(Data items)
=-=-=
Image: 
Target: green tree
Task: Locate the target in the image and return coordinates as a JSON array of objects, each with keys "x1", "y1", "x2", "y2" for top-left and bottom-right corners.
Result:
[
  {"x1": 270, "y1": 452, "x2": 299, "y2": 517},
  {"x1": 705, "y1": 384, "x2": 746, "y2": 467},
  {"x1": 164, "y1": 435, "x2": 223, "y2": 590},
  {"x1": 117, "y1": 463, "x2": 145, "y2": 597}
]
=-=-=
Reproduce the lines above word for word, with nothing changed.

Image: 
Target: green tree
Task: Locate the target in the image and return coordinates as a JSON array of objects, each with keys "x1", "y1", "x2", "y2" for top-left and bottom-right corners.
Result:
[
  {"x1": 270, "y1": 452, "x2": 299, "y2": 517},
  {"x1": 705, "y1": 384, "x2": 746, "y2": 467},
  {"x1": 164, "y1": 435, "x2": 223, "y2": 590},
  {"x1": 117, "y1": 463, "x2": 145, "y2": 597}
]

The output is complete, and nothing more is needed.